DOCUMENT SEGMENT —
--------------------------------------------------
SOOOOOOOOO to top everything off. We just found out that he ran off to his exgf last night. WOO HOO way to seal the deal right???

Great Birthday!! LOL


----------



## HairEgo (Feb 28, 2009)

Originally Posted by *tinktink22* /img/forum/go_quote.gif SOOOOOOOOO to top everything off. We just found out that he ran off to his exgf last night. WOO HOO way to seal the deal right??? 
Great Birthday!! LOL

That shouldnt even be relevant, its done...over. It doesnt matter what he does from this point forward as he is a part of your past not your present or future...


----------



## pinksugar (Feb 28, 2009)

YAY!!!

go you! congratulations! I know how hard it is, but how much better do you feel now it's done, right?

happy birthday chicken, I hope this year brings you everything you wish for, and the kind of guy you truly deserve, the complete opposite of this stupid fool


----------



## Ozee (Feb 28, 2009)

Originally Posted by *tinktink22* /img/forum/go_quote.gif SOOOOOOOOO to top everything off. We just found out that he ran off to his exgf last night. WOO HOO way to seal the deal right???
--------------------------------------------------
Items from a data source
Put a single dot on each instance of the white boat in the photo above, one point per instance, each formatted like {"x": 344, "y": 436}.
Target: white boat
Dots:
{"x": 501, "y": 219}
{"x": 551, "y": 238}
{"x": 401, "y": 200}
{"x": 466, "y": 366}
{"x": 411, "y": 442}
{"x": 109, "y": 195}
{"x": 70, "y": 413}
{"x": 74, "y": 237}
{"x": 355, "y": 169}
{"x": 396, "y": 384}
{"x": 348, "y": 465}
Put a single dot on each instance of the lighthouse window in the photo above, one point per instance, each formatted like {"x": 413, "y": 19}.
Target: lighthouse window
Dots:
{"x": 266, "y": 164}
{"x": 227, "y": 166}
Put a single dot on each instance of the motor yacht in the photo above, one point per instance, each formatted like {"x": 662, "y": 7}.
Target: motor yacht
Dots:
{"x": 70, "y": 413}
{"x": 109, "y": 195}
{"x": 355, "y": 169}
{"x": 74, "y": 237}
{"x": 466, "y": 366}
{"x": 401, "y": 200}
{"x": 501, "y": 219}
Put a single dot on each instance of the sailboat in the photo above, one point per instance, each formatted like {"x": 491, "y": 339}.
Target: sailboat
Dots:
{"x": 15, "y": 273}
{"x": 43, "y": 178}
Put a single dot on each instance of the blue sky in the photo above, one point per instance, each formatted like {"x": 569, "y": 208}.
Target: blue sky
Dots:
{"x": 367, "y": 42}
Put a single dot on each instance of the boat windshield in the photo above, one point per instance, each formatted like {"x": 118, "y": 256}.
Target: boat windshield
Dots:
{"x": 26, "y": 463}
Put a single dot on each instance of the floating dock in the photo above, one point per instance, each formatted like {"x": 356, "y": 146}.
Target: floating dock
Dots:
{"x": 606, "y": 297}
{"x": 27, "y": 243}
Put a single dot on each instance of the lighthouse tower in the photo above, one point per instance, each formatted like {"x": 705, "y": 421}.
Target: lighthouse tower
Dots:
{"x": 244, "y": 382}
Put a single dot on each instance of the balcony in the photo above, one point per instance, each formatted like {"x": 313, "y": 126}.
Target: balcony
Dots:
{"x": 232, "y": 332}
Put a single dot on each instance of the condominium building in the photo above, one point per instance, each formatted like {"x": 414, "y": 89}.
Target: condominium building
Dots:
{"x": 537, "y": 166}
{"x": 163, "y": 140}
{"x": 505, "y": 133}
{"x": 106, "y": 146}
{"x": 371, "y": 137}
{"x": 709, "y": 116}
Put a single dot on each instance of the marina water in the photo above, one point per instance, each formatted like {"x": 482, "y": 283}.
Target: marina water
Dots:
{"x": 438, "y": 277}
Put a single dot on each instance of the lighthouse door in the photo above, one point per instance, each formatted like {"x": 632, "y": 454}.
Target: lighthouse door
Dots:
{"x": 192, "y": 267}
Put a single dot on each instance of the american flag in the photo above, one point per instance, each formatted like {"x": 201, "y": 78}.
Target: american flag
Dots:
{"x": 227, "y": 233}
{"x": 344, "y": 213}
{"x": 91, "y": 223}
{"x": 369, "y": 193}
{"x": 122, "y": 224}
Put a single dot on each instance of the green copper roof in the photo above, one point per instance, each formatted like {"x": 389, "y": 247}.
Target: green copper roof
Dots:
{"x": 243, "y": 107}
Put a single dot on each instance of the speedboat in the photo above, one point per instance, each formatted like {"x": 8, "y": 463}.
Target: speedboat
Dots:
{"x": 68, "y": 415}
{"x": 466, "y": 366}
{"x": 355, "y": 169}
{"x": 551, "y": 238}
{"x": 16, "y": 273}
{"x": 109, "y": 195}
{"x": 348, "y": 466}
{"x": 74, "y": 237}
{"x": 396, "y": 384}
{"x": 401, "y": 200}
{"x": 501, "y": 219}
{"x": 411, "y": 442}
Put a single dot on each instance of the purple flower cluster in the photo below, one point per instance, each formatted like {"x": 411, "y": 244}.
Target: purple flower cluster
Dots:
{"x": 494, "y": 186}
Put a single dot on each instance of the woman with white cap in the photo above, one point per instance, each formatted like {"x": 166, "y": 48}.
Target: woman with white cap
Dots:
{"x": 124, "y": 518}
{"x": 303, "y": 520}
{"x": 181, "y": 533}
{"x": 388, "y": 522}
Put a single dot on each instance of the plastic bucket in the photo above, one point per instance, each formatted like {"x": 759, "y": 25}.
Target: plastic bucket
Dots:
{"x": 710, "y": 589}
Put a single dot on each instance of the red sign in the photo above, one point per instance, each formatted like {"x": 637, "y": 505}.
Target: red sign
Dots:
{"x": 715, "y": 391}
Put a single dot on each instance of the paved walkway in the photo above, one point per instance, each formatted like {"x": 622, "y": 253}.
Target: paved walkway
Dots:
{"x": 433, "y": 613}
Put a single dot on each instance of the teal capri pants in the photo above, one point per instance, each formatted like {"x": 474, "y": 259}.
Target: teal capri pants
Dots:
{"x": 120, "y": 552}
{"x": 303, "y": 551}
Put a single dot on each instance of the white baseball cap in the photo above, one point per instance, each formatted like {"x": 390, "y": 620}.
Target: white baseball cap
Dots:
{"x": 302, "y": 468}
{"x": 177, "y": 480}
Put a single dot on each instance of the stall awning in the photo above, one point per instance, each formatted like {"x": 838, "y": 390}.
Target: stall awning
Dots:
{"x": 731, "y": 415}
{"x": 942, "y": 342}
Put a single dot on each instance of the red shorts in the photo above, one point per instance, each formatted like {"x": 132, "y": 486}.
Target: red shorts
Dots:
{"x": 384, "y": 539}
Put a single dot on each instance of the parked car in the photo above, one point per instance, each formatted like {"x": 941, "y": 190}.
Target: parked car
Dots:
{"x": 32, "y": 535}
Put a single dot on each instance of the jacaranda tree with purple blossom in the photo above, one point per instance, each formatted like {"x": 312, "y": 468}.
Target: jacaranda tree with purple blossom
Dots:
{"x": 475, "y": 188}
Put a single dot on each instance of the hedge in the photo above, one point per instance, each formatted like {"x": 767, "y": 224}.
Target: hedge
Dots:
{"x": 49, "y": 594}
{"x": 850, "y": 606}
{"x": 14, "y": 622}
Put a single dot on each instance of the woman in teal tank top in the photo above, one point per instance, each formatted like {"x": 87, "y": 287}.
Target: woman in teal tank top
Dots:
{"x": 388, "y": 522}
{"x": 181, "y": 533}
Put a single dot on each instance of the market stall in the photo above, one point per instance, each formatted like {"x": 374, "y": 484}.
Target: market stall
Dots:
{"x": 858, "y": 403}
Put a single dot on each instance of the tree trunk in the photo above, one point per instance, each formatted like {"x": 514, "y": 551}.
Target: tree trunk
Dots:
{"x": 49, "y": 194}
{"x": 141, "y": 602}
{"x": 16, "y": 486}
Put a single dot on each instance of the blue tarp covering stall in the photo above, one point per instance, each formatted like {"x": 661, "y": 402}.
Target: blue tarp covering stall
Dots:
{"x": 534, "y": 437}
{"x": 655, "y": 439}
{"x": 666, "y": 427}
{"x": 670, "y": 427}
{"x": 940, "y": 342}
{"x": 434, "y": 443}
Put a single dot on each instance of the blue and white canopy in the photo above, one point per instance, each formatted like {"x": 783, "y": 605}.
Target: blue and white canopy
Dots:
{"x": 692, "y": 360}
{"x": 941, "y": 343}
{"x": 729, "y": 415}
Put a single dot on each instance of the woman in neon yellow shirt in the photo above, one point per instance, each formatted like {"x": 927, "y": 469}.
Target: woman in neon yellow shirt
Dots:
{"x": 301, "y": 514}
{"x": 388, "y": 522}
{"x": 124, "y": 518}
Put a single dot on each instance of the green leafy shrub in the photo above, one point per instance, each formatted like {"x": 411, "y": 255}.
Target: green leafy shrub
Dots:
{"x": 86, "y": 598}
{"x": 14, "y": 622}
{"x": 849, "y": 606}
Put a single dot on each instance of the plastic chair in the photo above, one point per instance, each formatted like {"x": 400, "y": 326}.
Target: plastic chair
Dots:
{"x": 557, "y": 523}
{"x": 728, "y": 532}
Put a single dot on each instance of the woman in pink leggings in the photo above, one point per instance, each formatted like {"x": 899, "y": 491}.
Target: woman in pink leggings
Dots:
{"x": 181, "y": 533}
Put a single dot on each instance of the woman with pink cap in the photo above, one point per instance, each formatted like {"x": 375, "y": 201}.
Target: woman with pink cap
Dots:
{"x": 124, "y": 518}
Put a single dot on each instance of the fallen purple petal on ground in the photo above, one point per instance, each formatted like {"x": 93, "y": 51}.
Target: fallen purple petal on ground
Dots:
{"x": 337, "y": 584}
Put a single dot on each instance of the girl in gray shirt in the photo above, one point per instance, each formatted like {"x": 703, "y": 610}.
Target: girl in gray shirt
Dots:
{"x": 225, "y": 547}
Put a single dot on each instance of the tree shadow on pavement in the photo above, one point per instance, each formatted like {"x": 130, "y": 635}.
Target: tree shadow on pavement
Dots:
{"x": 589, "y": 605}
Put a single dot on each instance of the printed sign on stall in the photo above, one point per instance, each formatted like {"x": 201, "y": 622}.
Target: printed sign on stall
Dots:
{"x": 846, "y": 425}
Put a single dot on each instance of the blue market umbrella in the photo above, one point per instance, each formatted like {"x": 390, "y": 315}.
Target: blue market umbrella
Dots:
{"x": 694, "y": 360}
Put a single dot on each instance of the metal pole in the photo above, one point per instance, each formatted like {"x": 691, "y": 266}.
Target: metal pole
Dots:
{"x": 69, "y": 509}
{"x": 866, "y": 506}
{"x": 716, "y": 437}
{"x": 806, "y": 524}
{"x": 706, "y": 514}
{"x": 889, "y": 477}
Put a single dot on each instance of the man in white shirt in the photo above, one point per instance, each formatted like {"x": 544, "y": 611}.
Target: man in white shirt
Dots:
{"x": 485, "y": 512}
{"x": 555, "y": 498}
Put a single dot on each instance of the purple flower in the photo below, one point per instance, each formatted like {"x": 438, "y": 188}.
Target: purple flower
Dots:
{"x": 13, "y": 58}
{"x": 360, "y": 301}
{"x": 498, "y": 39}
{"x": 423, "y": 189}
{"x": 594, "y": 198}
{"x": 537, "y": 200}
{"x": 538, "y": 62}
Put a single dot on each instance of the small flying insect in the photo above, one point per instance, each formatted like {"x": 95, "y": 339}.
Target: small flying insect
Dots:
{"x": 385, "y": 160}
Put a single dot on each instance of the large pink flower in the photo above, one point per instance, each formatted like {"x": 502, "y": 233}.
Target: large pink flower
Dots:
--------------------------------------------------
WORK TO COMPLETE —
Write a continuation of the forum thread about the birthday breakup, picking up after its final line.

FINAL RESULT —
Great Birthday!! LOL

Ergh what a ******bag, just goes to show you 20000000% made the right choice


----------



## Aprill (Feb 28, 2009)

Originally Posted by *HairEgo* /img/forum/go_quote.gif That shouldnt even be relevant, its done...over. It doesnt matter what he does from this point forward as he is a part of your past not your present or future... Yup!! He's useless in your current life.... a turd in a punchbowl




...not worth being bothered with


----------



## tinktink22 (Mar 3, 2009)

Thats for sure!

And im not making excuses but i didnt call to see where he was. he called be cuz they abandoned him at a hotel in la cuz he didnt wanna go clubbing. LMAO

anyway im trucking along and it feels REALLY good!!!!!!!!!!!!!!!

THANKS ALL!!!!


----------



## HairEgo (Mar 3, 2009)

Good for you!


----------



## ticki (Mar 3, 2009)

Originally Posted by *Aprill* /img/forum/go_quote.gif Yup!! He's useless in your current life.... a turd in a punchbowl



...not worth being bothered with Haha. Nice. I was gonna say a pimple on the butt of life.
Here's what he's got coming to him.


----------



## Darla (Mar 3, 2009)

good luck, hopefully some lessons learned for the future


----------



## lolaB (Mar 3, 2009)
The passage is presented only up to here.